**Exercise aim:**
Rewrite the lines below as a JSON list of strings, with one string per line and no blank lines. Leave the pictures out.

**Records shown:**
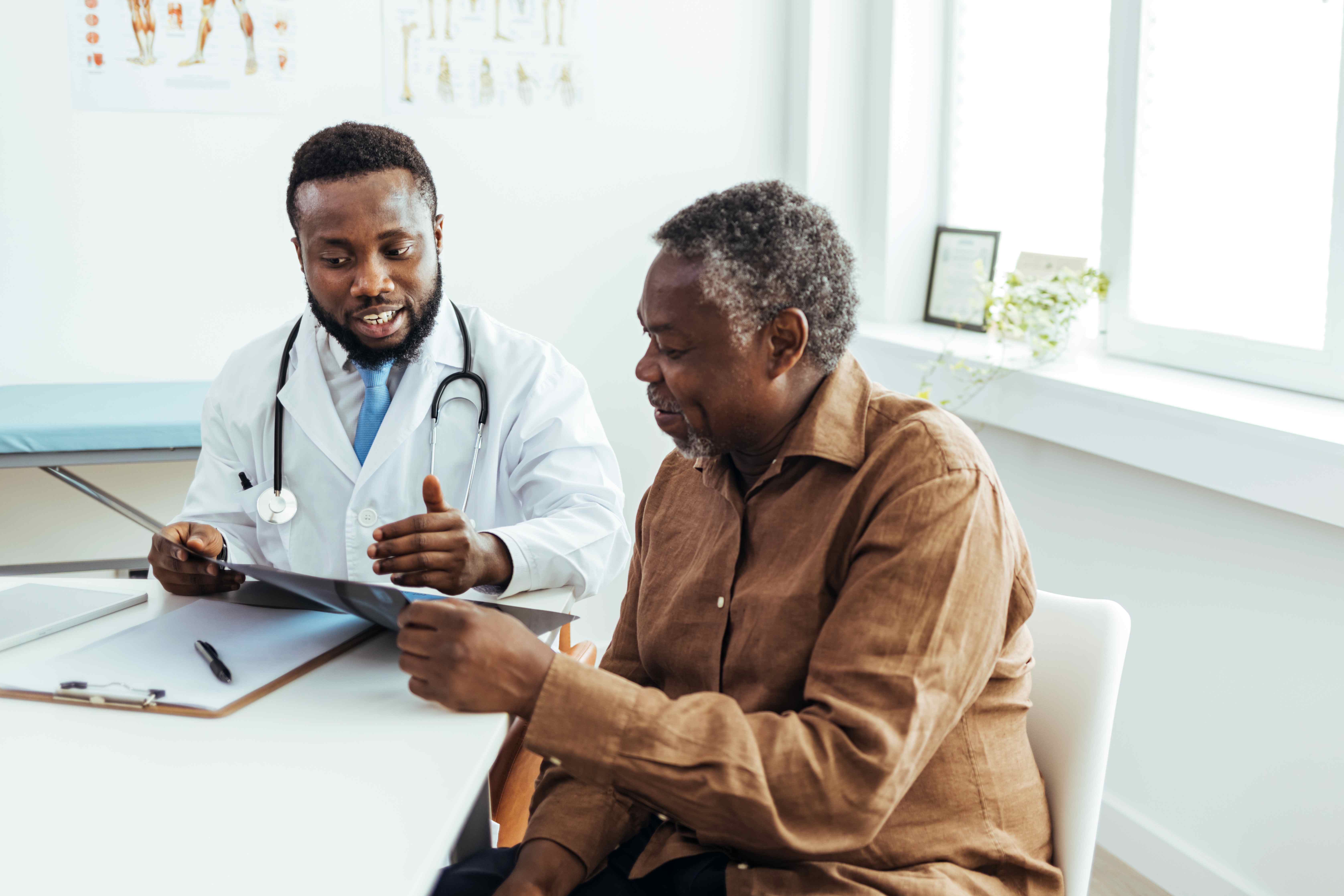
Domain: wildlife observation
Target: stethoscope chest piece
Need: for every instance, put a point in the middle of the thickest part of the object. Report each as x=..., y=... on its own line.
x=278, y=507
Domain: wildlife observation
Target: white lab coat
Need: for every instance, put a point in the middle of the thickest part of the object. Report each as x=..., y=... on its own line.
x=546, y=483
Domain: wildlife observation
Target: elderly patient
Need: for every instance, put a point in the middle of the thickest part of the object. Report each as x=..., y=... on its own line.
x=820, y=678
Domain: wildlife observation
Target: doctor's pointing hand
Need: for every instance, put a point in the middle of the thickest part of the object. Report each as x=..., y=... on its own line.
x=388, y=434
x=440, y=550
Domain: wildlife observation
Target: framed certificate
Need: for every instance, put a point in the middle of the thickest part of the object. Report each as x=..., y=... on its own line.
x=955, y=297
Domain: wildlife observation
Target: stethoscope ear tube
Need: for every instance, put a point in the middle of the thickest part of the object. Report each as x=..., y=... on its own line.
x=280, y=506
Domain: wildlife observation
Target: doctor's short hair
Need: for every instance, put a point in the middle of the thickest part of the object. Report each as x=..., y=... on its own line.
x=765, y=248
x=350, y=150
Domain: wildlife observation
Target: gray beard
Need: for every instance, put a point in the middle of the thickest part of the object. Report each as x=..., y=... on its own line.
x=698, y=445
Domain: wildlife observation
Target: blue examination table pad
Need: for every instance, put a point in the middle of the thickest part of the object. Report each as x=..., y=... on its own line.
x=100, y=417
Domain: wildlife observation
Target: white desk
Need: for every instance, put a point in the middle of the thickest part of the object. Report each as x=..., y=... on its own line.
x=341, y=782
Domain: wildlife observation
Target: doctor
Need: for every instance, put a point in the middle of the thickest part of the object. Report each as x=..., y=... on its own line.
x=360, y=499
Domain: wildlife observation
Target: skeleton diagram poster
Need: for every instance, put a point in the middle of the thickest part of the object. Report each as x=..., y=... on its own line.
x=483, y=57
x=189, y=56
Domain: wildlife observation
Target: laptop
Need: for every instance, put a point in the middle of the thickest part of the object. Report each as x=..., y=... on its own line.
x=31, y=610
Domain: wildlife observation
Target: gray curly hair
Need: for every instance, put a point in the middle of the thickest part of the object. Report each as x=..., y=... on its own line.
x=767, y=248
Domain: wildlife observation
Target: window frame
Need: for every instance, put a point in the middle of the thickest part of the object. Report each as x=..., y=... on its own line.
x=1319, y=373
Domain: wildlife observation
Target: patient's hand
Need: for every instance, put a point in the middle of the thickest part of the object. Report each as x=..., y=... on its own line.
x=545, y=868
x=179, y=573
x=472, y=659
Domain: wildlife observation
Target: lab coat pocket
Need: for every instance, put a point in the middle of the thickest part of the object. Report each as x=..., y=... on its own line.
x=273, y=538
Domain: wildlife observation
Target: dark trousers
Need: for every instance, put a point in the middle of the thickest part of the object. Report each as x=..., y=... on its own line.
x=691, y=876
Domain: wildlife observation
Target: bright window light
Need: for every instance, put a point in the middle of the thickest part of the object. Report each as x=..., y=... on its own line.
x=1234, y=167
x=1027, y=124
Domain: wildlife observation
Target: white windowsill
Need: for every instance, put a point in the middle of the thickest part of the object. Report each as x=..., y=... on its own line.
x=1267, y=445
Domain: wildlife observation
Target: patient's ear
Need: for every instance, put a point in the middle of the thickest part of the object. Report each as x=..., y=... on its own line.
x=787, y=338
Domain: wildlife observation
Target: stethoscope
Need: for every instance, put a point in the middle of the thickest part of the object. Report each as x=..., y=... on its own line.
x=280, y=506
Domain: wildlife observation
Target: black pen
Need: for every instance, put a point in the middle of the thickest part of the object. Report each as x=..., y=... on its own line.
x=212, y=656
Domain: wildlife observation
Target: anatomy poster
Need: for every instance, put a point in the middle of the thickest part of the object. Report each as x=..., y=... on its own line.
x=189, y=56
x=484, y=57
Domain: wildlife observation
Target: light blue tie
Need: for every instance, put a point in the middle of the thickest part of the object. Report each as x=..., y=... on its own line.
x=372, y=413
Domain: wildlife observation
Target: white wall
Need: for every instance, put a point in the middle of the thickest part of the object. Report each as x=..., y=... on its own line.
x=146, y=246
x=1229, y=739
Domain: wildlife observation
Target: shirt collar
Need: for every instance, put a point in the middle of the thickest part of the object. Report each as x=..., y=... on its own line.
x=831, y=428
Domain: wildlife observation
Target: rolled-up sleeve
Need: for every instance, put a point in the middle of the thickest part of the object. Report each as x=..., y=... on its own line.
x=912, y=641
x=214, y=496
x=564, y=472
x=593, y=820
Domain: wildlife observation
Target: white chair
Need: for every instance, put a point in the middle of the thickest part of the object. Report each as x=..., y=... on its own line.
x=1080, y=656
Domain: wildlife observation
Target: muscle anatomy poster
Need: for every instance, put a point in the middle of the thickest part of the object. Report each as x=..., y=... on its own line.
x=189, y=56
x=484, y=57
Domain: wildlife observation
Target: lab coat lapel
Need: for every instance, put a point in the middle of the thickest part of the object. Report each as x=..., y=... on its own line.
x=310, y=404
x=416, y=391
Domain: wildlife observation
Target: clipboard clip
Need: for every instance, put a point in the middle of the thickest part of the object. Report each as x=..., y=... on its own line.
x=83, y=692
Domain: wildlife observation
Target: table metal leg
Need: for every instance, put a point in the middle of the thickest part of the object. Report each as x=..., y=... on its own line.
x=105, y=499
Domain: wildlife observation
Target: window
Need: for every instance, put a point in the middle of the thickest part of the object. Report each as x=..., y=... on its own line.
x=1027, y=124
x=1221, y=189
x=1186, y=147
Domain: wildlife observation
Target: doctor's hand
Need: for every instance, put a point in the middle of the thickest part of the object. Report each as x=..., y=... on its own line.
x=472, y=659
x=179, y=573
x=440, y=549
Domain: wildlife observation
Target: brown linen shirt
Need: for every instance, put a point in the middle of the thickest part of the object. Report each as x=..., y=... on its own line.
x=826, y=679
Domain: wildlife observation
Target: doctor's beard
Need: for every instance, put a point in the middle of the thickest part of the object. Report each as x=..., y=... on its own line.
x=423, y=320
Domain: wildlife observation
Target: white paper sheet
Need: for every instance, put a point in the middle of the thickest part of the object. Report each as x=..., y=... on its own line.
x=257, y=644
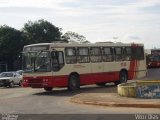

**Result for this exercise:**
[
  "Domain: wildlife observation",
  "Target: stethoscope chest piece",
  "Need: for every instance, put a point in the middle of the thickest part of the object. Report each as x=..., y=... on its own line.",
  "x=278, y=507",
  "Domain: wildlife observation",
  "Target: white lab coat",
  "Need: for every instance, put a point in the middle of the thickest part of the object. Report each as x=..., y=... on its own line.",
  "x=546, y=483",
  "Domain: wildlife observation",
  "Target: elderly patient",
  "Need: for every instance, put a point in the middle of the thickest part of the object. Report each as x=..., y=... on its own line.",
  "x=820, y=678",
  "Domain: wildlife observation",
  "Target: doctor's pointing hand",
  "Need: for every instance, put a point in the middle of the thickest part of the object. Report each as x=..., y=... on its own line.",
  "x=388, y=434",
  "x=440, y=550",
  "Domain: wildlife observation",
  "Target: framed certificate",
  "Need: for every instance, put a point in the middle of the thickest part of the object. Report each as x=..., y=... on its own line.",
  "x=955, y=297",
  "Domain: wildlife observation",
  "Target: stethoscope ear tube",
  "Need: for every instance, put a point in the middle of the thickest part of the object. Report each as x=..., y=... on its own line.",
  "x=280, y=506",
  "Domain: wildlife observation",
  "Target: doctor's short hair",
  "Need: for every instance, put a point in the middle of the thickest part of the object. Report each as x=..., y=... on its own line.",
  "x=765, y=248",
  "x=350, y=150",
  "Domain: wildlife observation",
  "Target: gray beard",
  "Need: for every instance, put a point in the middle of the thickest part of the object. Report each as x=..., y=... on its own line.",
  "x=698, y=445",
  "Domain: wildlife observation",
  "Target: blue examination table pad",
  "Need: for every instance, put a point in the middle of the thickest part of the object. Report each as x=..., y=... on its own line.",
  "x=100, y=417",
  "Domain: wildlife observation",
  "Target: white desk",
  "Need: for every instance, put a point in the middle of the thickest part of the object. Report each as x=..., y=... on its own line.",
  "x=341, y=782",
  "Domain: wildlife observation",
  "Target: doctor",
  "Need: for every instance, put a point in the middle of the thickest part of the object. Report each as x=..., y=... on its own line.",
  "x=360, y=499",
  "Domain: wildlife observation",
  "Target: skeleton diagram poster",
  "Need: for every instance, put a point in the middle of the thickest part of the object. Report each as x=..., y=... on its own line.",
  "x=483, y=57",
  "x=189, y=56",
  "Domain: wildlife observation",
  "Target: laptop",
  "Need: for every instance, put a point in the middle of the thickest part of the object. Report each as x=..., y=... on its own line.",
  "x=31, y=610",
  "Domain: wildlife observation",
  "Target: gray curly hair",
  "Need: for every instance, put a point in the middle of the thickest part of the object. Report each as x=..., y=... on its own line.",
  "x=767, y=248",
  "Domain: wildlife observation",
  "Target: window frame",
  "Need: for every instance, put a point in the middle of the thickest part of the object. Report each as x=..., y=... on its own line.",
  "x=1319, y=373",
  "Domain: wildlife observation",
  "Target: patient's hand",
  "Need: for every instance, put a point in the middle of the thickest part of the object. Report each as x=..., y=... on its own line.",
  "x=545, y=868",
  "x=179, y=573",
  "x=472, y=659",
  "Domain: wildlife observation",
  "Target: lab coat pocket",
  "Need: for every instance, put a point in the middle of the thickest part of the object. Report each as x=..., y=... on its own line.",
  "x=273, y=538",
  "Domain: wildlife observation",
  "Target: dark trousers",
  "Need: for every instance, put a point in the middle of the thickest part of the object. Report each as x=..., y=... on its own line.",
  "x=691, y=876",
  "Domain: wildlife observation",
  "Target: bright window light",
  "Need: for every instance, put a point in the middle of the thickest part of the object. Report each as x=..., y=... on its own line.",
  "x=1234, y=167",
  "x=1027, y=124",
  "Domain: wildlife observation",
  "Target: white windowsill",
  "Need: for every instance, put a point in the middle of the thickest part of the object. Report each as x=..., y=... on its own line.",
  "x=1267, y=445",
  "Domain: wildlife observation",
  "Target: patient's ear",
  "Need: for every instance, put a point in the middle of the thickest part of the object. Report each as x=..., y=... on its own line.",
  "x=787, y=338",
  "Domain: wildlife observation",
  "Target: stethoscope",
  "Need: for every instance, put a point in the middle of the thickest part of the object. Report each as x=..., y=... on its own line.",
  "x=280, y=506",
  "Domain: wildlife observation",
  "Target: black pen",
  "Need: for every instance, put a point in the middle of the thickest part of the object. Report each as x=..., y=... on its own line.",
  "x=212, y=656",
  "Domain: wildlife observation",
  "Target: anatomy poster",
  "Need: for every instance, put a point in the middle of the thickest part of the object. Report each as x=..., y=... on its own line.",
  "x=189, y=56",
  "x=484, y=57",
  "Domain: wildlife observation",
  "Target: light blue tie",
  "Need: for every instance, put a point in the middle of the thickest part of the object. Report each as x=..., y=... on its own line.",
  "x=372, y=413",
  "Domain: wildlife observation",
  "Target: white wall",
  "Need: for every instance, put a point in the middle of the thickest part of the object. Report each as x=..., y=... on its own line.",
  "x=146, y=246",
  "x=1229, y=739",
  "Domain: wildlife observation",
  "Target: shirt collar",
  "Need: for every instance, put a point in the middle of the thickest part of the object. Report each as x=..., y=... on its own line.",
  "x=831, y=428",
  "Domain: wildlife observation",
  "Target: rolled-up sleeve",
  "Need: for every instance, put a point in the middle of the thickest part of the object. Report each as x=..., y=... on its own line.",
  "x=912, y=641",
  "x=214, y=496",
  "x=564, y=472",
  "x=593, y=820",
  "Domain: wildlife observation",
  "Target: white chair",
  "Need: for every instance, put a point in the middle of the thickest part of the object. Report each as x=..., y=... on its own line.",
  "x=1080, y=656",
  "Domain: wildlife observation",
  "Target: muscle anatomy poster",
  "Need: for every instance, put a point in the middle of the thickest part of the object. Report each as x=..., y=... on its own line.",
  "x=189, y=56",
  "x=484, y=57",
  "Domain: wildlife observation",
  "Target: lab coat lapel",
  "Need: for every instance, put a point in the middle of the thickest part of the object. Report each as x=..., y=... on its own line.",
  "x=310, y=404",
  "x=416, y=391",
  "Domain: wildlife observation",
  "Target: clipboard clip",
  "Need: for every instance, put a point in the middle of the thickest part of the object. Report each as x=..., y=... on its own line.",
  "x=83, y=692",
  "Domain: wildlife observation",
  "Target: table metal leg",
  "Need: for every instance, put a point in the middle of the thickest part of the object. Report each as x=..., y=... on its own line.",
  "x=105, y=499",
  "Domain: wildlife observation",
  "Target: window",
  "Need: for every instance, put a point in the middle of the thickest part of the object. Report each as x=..., y=... on its own line.",
  "x=1027, y=124",
  "x=1221, y=189",
  "x=1186, y=147",
  "Domain: wildlife observation",
  "Target: doctor's hand",
  "Need: for every instance, put a point in the middle of the thickest part of the object. Report each as x=..., y=... on its own line.",
  "x=472, y=659",
  "x=179, y=573",
  "x=440, y=549",
  "Domain: wildlife observation",
  "Target: brown linen shirt",
  "Need: for every instance, put a point in the middle of the thickest part of the object. Report each as x=..., y=... on its own line.",
  "x=826, y=679",
  "Domain: wildlife observation",
  "Target: doctor's beard",
  "Need: for every instance, put a point in the middle of the thickest part of the object. Report each as x=..., y=... on its own line.",
  "x=423, y=320",
  "Domain: wildlife observation",
  "Target: white paper sheet",
  "Need: for every instance, put a point in the middle of the thickest part of the object. Report each as x=..., y=... on its own line.",
  "x=257, y=644"
]